-- Selected passage follows --

Code Is Now Cheap. Waste Still Isn’t.

You can compress everything a product manager does (at least in lean companies) down to two statements, without too much loss:

1. Ensure that the company is building the right thing

2. Ensure that it only builds as small a piece as possible to get a clear signal on how much more of it is worth building

During my time working on Seller Growth Tools at Skroutz and in previous roles, the delivery cadence we followed looked something like this:

Phase I. We’d define the minimum viable changes on the Buyer’s side. Often we’d restrict these to the SKU page, as touching earlier stages of the user journey also required work on Elasticsearch, prohibitively increasing development cost. We’d also recruit Sellers for the pilot. Their willingness to participate was a core input in our decision—and a good proxy for adoption potential. If recruiting proved challenging and we couldn’t make our pilot shops succeed at such a small, controlled scale, we scrapped the idea and went back to the drawing board.

-- Selected passage concluded --
-- Data provided follows --

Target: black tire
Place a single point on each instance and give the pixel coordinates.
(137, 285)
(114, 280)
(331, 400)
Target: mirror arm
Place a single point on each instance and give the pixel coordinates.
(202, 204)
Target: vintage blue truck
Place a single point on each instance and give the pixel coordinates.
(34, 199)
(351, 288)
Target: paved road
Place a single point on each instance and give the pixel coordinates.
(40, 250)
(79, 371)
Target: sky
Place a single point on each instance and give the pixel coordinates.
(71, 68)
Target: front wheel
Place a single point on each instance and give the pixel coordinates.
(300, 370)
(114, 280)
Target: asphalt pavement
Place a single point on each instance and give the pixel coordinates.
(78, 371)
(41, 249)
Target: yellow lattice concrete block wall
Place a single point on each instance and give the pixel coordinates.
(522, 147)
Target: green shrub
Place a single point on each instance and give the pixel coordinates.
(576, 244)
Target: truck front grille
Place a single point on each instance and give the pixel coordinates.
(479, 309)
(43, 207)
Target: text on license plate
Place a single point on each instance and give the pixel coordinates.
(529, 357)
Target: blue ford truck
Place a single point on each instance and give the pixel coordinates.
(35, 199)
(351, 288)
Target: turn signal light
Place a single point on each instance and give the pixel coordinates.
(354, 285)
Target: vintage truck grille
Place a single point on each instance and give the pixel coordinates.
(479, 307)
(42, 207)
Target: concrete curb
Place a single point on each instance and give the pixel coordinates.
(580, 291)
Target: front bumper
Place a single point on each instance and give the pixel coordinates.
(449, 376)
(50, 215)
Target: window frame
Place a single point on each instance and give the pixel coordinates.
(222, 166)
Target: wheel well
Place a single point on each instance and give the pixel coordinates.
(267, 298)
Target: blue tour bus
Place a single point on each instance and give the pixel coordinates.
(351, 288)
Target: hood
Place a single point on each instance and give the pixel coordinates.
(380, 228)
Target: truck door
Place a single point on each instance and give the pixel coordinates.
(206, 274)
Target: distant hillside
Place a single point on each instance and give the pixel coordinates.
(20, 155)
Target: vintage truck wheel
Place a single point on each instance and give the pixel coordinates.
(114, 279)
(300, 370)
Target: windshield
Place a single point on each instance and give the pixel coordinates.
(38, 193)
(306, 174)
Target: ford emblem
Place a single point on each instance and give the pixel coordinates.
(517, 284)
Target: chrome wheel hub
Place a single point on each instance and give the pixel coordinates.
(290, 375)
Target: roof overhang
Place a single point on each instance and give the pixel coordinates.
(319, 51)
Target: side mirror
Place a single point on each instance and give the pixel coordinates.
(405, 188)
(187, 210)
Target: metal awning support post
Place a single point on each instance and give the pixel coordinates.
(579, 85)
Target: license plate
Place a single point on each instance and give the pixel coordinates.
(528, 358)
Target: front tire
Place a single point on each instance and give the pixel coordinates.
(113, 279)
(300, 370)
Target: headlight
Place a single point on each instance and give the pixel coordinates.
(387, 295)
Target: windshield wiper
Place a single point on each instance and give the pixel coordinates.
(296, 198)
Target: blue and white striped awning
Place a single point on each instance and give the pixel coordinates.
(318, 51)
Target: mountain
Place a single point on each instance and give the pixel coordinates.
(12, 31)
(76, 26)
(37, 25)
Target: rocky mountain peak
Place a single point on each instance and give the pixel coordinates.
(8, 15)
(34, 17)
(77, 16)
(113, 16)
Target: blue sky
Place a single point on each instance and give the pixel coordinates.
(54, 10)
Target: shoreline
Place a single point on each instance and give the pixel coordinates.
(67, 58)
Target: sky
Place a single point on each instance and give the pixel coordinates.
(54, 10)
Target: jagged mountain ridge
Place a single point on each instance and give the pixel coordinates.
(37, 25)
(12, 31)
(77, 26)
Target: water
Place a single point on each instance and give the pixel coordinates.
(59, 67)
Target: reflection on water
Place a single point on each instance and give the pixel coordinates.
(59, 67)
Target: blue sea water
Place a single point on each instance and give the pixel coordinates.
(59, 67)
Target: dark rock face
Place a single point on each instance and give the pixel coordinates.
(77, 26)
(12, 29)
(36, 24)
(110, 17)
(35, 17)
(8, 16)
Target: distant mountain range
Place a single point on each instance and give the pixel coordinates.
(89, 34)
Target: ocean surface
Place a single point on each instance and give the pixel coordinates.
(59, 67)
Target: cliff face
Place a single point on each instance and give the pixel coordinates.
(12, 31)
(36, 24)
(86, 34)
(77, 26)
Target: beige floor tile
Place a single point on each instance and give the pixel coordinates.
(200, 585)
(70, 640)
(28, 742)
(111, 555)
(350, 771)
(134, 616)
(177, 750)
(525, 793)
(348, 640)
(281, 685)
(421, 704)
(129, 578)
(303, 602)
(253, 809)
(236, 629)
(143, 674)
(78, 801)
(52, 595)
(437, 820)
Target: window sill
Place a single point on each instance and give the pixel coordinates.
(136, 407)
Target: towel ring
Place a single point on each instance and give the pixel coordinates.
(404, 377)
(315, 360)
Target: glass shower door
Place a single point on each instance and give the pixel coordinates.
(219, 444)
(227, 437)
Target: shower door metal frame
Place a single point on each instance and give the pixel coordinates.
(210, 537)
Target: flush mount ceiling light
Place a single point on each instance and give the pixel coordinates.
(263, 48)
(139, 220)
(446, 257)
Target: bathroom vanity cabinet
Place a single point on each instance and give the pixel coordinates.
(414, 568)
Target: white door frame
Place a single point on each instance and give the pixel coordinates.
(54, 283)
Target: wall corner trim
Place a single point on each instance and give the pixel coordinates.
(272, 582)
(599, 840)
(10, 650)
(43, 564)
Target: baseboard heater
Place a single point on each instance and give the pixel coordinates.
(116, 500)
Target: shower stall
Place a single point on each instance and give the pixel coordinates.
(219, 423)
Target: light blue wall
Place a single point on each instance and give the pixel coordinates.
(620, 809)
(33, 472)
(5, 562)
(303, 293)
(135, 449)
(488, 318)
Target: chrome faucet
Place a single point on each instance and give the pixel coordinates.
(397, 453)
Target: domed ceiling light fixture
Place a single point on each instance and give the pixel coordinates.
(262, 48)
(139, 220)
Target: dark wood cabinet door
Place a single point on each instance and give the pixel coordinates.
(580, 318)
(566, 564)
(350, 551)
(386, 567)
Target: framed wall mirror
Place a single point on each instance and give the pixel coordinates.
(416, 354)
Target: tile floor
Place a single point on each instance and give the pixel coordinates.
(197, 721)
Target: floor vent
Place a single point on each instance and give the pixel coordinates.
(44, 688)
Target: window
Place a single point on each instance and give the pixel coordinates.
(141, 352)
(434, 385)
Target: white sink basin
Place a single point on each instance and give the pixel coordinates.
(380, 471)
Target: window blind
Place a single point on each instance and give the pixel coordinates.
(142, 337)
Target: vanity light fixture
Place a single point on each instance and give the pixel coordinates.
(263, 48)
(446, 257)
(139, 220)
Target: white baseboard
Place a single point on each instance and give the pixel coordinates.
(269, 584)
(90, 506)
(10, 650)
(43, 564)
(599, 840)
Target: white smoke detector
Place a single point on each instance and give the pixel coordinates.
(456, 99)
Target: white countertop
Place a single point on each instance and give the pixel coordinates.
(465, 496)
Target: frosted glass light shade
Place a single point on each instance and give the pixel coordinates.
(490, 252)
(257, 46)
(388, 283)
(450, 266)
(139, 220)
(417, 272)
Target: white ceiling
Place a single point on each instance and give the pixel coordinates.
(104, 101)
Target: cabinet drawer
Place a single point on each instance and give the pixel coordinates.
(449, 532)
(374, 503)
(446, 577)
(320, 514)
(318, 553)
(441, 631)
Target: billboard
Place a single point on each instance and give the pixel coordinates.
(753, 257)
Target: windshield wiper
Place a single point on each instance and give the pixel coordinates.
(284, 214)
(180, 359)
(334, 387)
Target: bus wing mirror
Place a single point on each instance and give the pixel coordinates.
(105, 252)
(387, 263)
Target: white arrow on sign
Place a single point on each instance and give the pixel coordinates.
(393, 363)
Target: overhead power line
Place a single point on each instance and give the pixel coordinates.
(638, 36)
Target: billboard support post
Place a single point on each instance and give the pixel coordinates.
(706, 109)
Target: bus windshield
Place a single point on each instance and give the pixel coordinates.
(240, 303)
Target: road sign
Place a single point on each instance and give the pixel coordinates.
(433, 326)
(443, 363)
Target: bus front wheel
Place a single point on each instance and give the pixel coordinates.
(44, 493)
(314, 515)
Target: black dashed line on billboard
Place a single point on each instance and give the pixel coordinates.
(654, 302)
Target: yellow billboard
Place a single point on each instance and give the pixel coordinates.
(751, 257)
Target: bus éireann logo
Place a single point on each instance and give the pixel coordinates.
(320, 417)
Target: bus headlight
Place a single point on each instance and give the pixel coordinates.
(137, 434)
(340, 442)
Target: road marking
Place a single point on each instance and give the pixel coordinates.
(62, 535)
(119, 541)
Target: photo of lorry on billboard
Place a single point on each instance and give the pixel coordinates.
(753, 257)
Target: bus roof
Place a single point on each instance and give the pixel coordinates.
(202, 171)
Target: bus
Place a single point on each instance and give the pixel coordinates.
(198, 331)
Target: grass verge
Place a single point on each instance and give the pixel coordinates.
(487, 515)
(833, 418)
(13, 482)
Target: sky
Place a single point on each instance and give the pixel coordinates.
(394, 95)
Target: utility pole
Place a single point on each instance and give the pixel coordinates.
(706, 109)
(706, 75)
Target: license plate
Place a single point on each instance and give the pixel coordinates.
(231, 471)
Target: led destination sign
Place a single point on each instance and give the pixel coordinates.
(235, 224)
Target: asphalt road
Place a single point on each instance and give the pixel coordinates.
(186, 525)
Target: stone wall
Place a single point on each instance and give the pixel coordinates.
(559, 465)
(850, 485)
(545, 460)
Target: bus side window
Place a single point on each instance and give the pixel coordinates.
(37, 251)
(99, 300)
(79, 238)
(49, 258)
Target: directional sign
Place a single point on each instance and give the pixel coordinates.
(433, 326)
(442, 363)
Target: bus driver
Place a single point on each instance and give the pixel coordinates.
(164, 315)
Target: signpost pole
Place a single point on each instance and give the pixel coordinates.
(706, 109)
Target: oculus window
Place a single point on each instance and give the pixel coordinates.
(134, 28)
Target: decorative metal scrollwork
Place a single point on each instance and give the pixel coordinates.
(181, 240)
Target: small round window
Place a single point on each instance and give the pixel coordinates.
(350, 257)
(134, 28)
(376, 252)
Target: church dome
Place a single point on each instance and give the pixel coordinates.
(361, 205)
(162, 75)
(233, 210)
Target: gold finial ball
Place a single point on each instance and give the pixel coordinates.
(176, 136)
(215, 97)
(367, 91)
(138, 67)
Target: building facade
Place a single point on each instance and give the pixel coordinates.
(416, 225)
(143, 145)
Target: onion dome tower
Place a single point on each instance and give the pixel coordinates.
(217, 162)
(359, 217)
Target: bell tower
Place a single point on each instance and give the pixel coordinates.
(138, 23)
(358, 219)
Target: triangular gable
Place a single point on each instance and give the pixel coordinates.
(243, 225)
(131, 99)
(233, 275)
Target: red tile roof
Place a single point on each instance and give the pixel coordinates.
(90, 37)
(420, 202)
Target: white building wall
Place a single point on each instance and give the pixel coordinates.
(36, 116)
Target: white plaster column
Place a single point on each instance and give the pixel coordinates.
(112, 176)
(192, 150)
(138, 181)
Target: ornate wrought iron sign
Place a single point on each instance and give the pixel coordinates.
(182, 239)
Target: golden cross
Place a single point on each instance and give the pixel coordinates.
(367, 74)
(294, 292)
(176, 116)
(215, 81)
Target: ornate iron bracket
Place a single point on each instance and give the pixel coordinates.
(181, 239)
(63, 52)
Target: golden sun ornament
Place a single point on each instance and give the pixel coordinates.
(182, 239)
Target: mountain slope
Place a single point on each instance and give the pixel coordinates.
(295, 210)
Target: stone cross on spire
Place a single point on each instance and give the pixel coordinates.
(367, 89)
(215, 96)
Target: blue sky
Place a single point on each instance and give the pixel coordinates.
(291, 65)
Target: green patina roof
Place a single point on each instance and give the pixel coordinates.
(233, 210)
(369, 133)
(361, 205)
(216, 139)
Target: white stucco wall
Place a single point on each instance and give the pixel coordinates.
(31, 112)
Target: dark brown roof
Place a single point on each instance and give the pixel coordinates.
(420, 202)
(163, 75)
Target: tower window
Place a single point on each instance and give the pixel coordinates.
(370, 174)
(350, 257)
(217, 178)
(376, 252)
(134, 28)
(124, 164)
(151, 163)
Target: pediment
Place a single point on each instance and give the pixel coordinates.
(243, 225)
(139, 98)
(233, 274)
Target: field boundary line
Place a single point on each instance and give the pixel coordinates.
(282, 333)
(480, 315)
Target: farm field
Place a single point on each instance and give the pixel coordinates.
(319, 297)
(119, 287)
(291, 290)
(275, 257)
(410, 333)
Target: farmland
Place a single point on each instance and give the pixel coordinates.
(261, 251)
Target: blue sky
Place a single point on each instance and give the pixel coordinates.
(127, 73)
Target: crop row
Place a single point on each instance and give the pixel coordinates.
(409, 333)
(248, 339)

-- Data provided concluded --

■ Exercise brief ■
Answer these questions about the passage on product management:
(a) What did the author work on at Skroutz?
(b) To which page were the Phase I changes on the Buyer's side often restricted?
(c) What happened to an idea if recruiting proved challenging and the pilot shops couldn't be made to succeed?

■ Answer to the exercise ■
(a) Seller Growth Tools.
(b) The SKU page.
(c) The idea was scrapped and the team went back to the drawing board.